• Required action:
For this exercise, copy each line of the records that contains the word "thick".

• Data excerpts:
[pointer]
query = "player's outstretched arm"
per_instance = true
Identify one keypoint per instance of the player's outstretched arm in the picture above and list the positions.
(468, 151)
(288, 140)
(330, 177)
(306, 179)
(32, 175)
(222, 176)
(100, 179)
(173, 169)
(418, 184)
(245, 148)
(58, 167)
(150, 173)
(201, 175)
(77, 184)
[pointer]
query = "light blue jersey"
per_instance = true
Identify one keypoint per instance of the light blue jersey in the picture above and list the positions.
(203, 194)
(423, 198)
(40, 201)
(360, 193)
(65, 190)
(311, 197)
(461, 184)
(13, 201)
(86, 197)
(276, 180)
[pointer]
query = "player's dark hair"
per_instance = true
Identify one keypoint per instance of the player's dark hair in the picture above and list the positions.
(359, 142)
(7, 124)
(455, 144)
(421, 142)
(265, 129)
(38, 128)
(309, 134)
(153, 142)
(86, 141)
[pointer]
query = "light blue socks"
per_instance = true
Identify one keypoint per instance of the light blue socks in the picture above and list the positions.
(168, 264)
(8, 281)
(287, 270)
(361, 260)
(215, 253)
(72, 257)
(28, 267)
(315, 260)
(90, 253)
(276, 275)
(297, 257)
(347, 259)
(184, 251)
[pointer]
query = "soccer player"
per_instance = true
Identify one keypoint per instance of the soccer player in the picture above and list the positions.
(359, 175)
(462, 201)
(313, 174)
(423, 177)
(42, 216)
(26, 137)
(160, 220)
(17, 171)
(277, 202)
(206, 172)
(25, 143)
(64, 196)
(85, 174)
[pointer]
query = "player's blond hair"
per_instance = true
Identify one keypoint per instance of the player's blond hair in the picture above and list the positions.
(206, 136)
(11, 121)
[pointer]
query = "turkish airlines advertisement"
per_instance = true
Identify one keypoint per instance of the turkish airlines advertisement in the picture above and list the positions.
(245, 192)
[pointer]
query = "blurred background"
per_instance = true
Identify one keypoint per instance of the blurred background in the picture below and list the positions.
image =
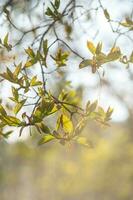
(105, 170)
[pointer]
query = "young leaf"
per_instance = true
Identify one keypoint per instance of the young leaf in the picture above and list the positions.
(85, 63)
(106, 14)
(91, 47)
(45, 139)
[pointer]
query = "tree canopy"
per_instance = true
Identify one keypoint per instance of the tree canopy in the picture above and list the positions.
(39, 52)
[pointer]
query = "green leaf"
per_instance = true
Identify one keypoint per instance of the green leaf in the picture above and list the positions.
(82, 141)
(45, 47)
(99, 48)
(7, 134)
(66, 124)
(85, 63)
(45, 139)
(131, 57)
(2, 111)
(18, 106)
(57, 4)
(15, 93)
(10, 120)
(34, 81)
(6, 40)
(44, 128)
(92, 107)
(17, 70)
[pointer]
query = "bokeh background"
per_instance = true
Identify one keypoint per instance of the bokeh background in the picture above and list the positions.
(105, 170)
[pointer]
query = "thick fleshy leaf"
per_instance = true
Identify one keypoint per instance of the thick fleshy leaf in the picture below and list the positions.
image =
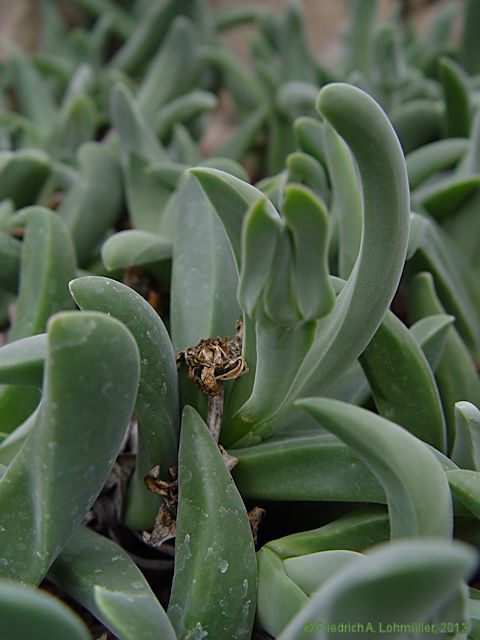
(204, 279)
(412, 478)
(30, 613)
(466, 449)
(278, 597)
(21, 362)
(417, 123)
(360, 308)
(231, 198)
(245, 136)
(309, 134)
(456, 375)
(301, 468)
(403, 582)
(16, 405)
(444, 197)
(310, 571)
(157, 399)
(465, 486)
(356, 531)
(133, 248)
(402, 382)
(346, 200)
(431, 334)
(15, 440)
(90, 387)
(47, 265)
(100, 575)
(213, 537)
(433, 158)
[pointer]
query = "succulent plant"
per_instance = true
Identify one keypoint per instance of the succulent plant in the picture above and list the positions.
(239, 389)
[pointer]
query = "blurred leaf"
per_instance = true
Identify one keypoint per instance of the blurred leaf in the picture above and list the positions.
(28, 613)
(171, 72)
(444, 197)
(10, 250)
(469, 44)
(310, 571)
(417, 123)
(403, 582)
(358, 44)
(454, 279)
(465, 485)
(433, 158)
(183, 110)
(431, 334)
(151, 29)
(21, 362)
(47, 265)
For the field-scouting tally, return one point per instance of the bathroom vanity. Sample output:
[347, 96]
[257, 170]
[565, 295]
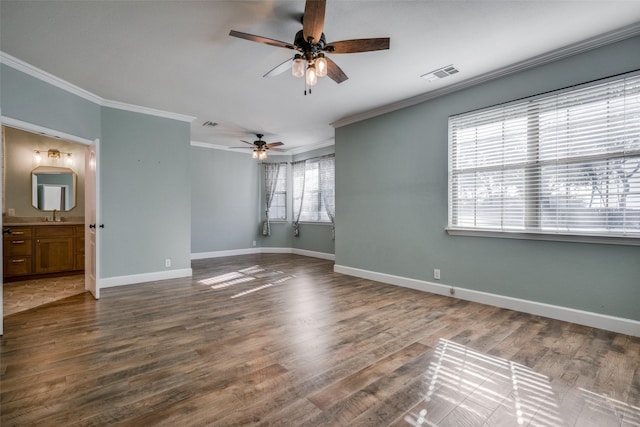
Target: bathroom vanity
[39, 248]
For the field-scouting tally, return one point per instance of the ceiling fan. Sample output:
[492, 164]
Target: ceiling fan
[260, 147]
[311, 44]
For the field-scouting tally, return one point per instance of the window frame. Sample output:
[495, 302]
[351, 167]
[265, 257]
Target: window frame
[534, 199]
[283, 175]
[321, 212]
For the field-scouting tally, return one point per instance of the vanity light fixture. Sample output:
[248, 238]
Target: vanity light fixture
[54, 154]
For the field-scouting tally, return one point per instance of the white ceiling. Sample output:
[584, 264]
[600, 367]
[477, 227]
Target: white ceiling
[177, 56]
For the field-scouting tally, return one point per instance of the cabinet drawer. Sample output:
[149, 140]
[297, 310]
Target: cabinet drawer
[17, 247]
[55, 231]
[79, 231]
[79, 261]
[18, 233]
[17, 266]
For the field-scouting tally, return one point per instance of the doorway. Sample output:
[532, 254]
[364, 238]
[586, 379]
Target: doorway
[26, 148]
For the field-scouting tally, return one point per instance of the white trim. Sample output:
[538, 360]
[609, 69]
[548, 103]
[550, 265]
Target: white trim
[263, 250]
[218, 254]
[145, 277]
[17, 64]
[148, 111]
[313, 254]
[42, 75]
[274, 250]
[545, 58]
[305, 149]
[19, 124]
[581, 317]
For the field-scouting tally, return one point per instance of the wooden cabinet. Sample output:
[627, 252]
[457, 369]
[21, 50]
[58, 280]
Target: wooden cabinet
[17, 252]
[42, 249]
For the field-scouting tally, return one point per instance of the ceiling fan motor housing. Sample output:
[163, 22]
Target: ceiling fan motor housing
[310, 50]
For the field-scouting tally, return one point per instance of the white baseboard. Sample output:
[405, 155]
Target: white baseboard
[145, 277]
[313, 254]
[595, 320]
[218, 254]
[263, 250]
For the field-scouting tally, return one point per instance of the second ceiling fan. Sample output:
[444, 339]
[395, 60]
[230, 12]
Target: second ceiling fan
[311, 44]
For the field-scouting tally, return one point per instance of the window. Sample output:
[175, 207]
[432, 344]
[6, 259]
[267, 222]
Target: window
[278, 208]
[561, 163]
[314, 189]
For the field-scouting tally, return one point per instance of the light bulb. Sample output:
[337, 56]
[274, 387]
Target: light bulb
[321, 65]
[312, 76]
[297, 69]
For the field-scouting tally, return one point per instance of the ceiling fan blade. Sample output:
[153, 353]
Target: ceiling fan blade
[279, 69]
[313, 20]
[334, 72]
[358, 45]
[260, 39]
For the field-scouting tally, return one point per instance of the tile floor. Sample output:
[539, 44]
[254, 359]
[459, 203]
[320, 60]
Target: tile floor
[26, 294]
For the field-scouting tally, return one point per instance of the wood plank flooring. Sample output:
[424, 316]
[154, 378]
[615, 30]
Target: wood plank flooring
[278, 339]
[26, 294]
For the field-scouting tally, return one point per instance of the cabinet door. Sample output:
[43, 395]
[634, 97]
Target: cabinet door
[54, 254]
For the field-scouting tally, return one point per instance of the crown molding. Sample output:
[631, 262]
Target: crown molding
[30, 127]
[545, 58]
[46, 77]
[17, 64]
[148, 111]
[307, 148]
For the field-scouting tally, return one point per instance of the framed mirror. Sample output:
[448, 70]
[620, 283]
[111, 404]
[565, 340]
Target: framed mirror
[53, 188]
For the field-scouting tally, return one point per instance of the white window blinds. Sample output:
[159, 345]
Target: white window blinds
[561, 163]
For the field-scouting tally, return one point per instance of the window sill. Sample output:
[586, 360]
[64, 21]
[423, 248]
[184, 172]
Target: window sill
[576, 238]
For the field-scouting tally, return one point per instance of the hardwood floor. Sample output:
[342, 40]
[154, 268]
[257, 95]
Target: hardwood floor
[282, 340]
[26, 294]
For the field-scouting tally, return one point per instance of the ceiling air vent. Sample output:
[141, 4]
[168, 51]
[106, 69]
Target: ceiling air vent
[440, 73]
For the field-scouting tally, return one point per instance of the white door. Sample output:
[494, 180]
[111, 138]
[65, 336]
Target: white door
[1, 197]
[91, 213]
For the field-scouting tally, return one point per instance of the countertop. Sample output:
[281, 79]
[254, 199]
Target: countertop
[29, 224]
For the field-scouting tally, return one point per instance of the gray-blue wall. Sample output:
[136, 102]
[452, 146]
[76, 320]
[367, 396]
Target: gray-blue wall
[144, 172]
[145, 198]
[33, 101]
[314, 237]
[391, 202]
[225, 197]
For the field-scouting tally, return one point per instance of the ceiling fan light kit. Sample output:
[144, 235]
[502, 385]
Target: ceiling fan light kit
[311, 44]
[259, 147]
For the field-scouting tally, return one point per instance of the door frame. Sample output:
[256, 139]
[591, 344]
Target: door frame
[33, 128]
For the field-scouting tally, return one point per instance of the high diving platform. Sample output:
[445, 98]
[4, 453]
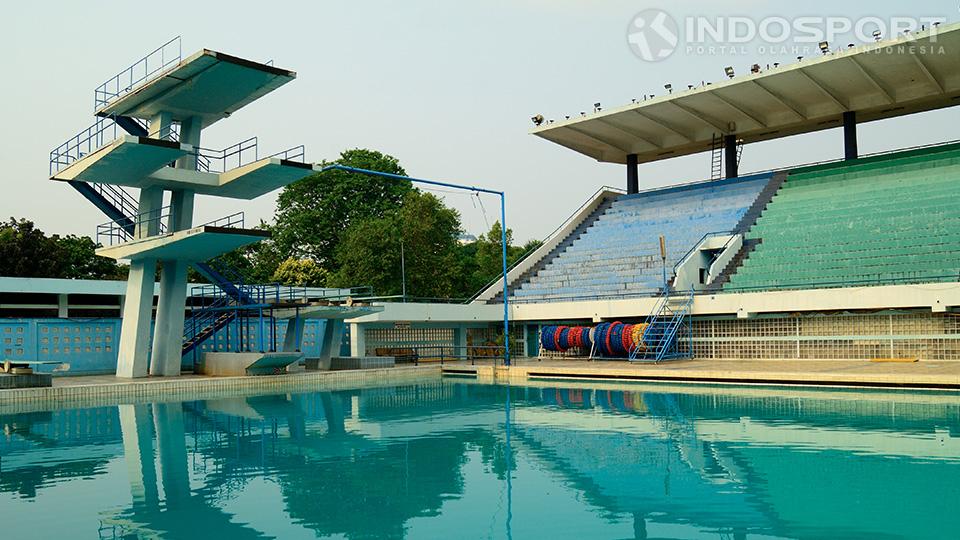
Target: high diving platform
[208, 85]
[141, 162]
[148, 124]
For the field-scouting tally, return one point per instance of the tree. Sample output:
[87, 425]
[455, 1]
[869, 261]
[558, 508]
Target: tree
[300, 273]
[423, 231]
[25, 251]
[79, 260]
[314, 213]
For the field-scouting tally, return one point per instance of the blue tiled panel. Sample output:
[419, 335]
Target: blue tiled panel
[620, 252]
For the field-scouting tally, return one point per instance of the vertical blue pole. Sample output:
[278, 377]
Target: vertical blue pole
[506, 312]
[260, 336]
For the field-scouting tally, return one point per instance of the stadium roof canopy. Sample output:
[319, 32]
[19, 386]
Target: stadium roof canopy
[914, 73]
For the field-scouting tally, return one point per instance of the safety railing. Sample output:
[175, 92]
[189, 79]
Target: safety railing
[118, 197]
[114, 232]
[148, 68]
[231, 157]
[860, 280]
[118, 232]
[104, 131]
[416, 354]
[233, 221]
[297, 153]
[86, 142]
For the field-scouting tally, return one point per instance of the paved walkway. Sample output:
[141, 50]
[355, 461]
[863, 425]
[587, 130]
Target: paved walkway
[922, 374]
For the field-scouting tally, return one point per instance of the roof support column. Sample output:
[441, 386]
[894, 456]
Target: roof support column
[633, 175]
[730, 158]
[135, 329]
[167, 355]
[850, 150]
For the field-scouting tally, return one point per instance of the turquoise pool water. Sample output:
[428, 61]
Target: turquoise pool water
[456, 459]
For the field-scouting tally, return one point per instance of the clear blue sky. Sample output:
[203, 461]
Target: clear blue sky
[447, 87]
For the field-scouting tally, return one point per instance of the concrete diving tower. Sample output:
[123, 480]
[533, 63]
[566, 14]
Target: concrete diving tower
[148, 136]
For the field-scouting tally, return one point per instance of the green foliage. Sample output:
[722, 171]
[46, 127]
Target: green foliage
[424, 231]
[26, 251]
[314, 214]
[300, 273]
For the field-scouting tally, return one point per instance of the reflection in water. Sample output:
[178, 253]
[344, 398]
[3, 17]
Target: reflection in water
[450, 459]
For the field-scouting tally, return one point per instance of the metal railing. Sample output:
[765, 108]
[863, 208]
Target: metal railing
[233, 221]
[148, 68]
[415, 354]
[860, 280]
[86, 142]
[104, 130]
[243, 153]
[297, 153]
[119, 232]
[231, 157]
[115, 232]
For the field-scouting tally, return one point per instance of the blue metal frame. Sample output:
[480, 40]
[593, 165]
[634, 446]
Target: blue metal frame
[503, 231]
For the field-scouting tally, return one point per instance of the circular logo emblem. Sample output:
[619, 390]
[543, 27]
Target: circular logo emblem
[653, 35]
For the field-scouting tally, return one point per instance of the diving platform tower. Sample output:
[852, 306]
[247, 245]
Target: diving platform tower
[147, 136]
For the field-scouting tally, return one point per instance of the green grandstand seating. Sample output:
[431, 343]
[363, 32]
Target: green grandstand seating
[882, 220]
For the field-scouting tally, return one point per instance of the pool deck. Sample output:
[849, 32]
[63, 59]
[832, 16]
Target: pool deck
[850, 373]
[106, 389]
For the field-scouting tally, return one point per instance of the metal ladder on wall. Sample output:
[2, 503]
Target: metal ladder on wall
[716, 156]
[669, 320]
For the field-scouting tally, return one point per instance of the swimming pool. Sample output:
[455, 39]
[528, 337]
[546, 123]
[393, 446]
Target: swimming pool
[458, 459]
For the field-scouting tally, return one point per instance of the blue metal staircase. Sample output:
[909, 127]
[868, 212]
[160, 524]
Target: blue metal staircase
[667, 323]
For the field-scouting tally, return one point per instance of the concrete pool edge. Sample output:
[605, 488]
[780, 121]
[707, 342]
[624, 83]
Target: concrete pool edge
[98, 391]
[943, 376]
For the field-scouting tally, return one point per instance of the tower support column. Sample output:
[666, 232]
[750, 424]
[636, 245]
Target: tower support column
[850, 145]
[135, 329]
[168, 333]
[730, 158]
[633, 175]
[134, 349]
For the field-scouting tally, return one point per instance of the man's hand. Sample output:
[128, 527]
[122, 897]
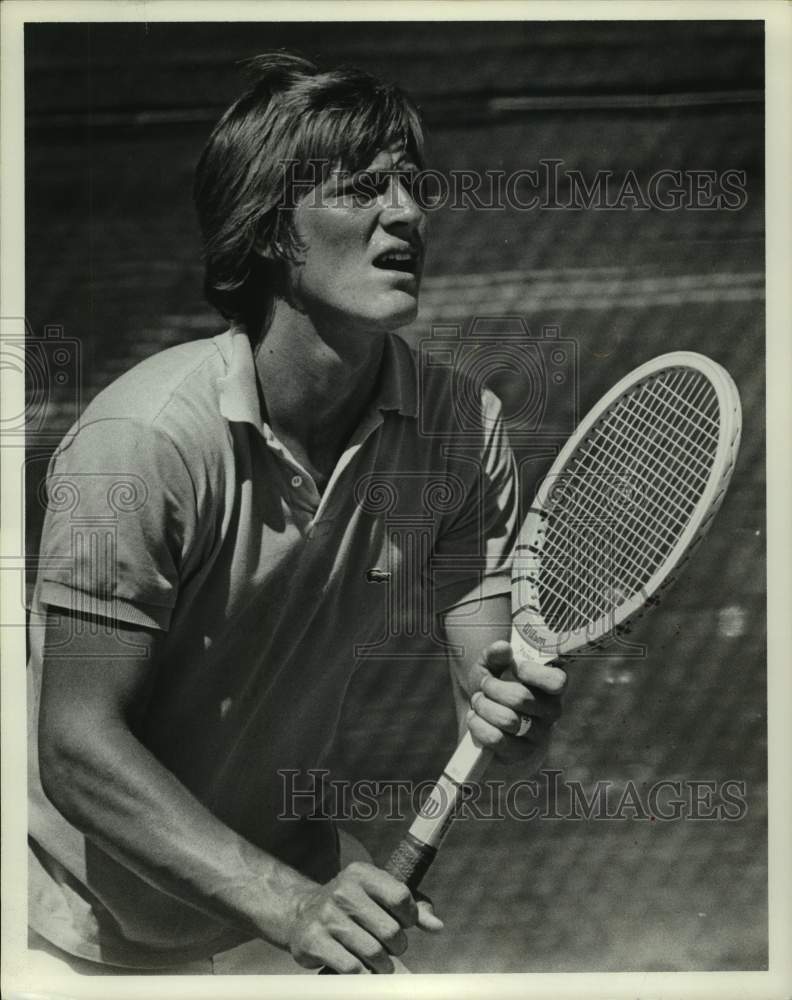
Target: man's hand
[356, 921]
[510, 691]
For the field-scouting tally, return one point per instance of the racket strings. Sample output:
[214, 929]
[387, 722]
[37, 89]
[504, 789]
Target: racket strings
[599, 512]
[631, 489]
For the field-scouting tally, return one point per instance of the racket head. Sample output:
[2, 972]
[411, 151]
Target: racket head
[631, 493]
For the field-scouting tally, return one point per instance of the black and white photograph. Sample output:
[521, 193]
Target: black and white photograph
[385, 511]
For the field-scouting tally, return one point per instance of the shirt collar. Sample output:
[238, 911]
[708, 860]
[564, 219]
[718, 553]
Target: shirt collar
[239, 395]
[399, 378]
[238, 388]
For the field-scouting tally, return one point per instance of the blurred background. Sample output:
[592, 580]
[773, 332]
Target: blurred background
[116, 118]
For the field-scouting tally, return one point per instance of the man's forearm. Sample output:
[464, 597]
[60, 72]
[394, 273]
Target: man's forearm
[123, 799]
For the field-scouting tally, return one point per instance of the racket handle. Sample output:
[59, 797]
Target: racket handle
[410, 861]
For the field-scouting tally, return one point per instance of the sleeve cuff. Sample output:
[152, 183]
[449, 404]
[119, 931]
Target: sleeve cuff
[116, 609]
[452, 595]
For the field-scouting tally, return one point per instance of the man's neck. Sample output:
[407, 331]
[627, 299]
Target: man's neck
[316, 385]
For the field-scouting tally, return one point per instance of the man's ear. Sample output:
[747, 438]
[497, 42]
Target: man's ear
[268, 250]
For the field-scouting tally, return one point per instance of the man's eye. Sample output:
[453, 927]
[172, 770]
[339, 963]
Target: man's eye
[368, 185]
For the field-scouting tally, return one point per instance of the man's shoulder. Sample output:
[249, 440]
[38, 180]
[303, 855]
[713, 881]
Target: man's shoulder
[157, 387]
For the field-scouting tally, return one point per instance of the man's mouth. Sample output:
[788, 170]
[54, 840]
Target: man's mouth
[405, 261]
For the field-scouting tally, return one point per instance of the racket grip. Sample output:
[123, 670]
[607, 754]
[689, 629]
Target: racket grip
[408, 863]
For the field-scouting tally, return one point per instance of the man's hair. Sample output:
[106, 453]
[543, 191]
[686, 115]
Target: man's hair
[287, 132]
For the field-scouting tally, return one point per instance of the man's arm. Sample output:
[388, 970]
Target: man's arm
[496, 685]
[108, 785]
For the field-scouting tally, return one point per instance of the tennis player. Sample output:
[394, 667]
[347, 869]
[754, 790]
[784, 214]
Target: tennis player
[216, 549]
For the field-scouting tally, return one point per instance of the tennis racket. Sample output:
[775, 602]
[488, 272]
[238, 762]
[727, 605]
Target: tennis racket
[625, 503]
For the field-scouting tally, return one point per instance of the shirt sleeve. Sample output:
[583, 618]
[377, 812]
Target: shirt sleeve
[473, 551]
[121, 517]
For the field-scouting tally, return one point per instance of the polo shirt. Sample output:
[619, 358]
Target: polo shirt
[173, 505]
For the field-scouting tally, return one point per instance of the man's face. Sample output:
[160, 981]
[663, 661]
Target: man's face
[363, 236]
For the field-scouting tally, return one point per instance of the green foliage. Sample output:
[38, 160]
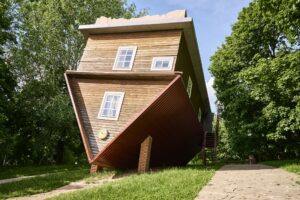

• Response:
query = "thick fleshy leaf"
Identify one keypoint per instance of the thick fleshy leaf in the picture below and list the positions.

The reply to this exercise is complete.